## Activity
What lines of the data below hold the string "wooden"? Copy each one.

Referring expression pointing data:
——

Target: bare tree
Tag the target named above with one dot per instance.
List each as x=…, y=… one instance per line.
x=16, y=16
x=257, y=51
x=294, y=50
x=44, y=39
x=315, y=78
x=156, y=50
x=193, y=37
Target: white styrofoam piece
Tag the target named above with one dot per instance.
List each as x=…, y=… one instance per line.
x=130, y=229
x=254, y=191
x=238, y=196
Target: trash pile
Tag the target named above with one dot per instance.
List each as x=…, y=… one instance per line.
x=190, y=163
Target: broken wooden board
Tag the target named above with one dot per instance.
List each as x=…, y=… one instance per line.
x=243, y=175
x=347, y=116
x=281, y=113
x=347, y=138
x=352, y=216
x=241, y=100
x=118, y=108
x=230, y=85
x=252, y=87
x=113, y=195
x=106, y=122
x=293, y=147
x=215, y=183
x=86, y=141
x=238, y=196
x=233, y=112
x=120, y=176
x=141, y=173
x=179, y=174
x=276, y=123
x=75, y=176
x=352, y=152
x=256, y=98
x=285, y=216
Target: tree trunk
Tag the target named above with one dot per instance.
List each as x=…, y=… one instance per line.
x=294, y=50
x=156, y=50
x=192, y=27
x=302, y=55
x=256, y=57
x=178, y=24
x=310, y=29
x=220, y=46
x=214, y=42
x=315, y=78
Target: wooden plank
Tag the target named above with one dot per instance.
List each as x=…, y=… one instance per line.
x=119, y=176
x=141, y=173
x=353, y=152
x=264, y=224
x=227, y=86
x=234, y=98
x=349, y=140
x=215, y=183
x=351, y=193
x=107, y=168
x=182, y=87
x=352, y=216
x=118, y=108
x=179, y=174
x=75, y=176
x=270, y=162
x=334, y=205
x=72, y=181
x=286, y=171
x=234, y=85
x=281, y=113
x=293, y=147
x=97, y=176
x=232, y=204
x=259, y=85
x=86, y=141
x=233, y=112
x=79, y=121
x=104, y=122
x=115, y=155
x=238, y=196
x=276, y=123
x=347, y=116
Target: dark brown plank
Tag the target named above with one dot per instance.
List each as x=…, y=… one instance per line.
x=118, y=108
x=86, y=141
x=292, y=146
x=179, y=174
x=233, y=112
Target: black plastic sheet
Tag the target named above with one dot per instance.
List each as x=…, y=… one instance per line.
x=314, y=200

——

## Your solution
Target: broken wooden board
Target: wooden plank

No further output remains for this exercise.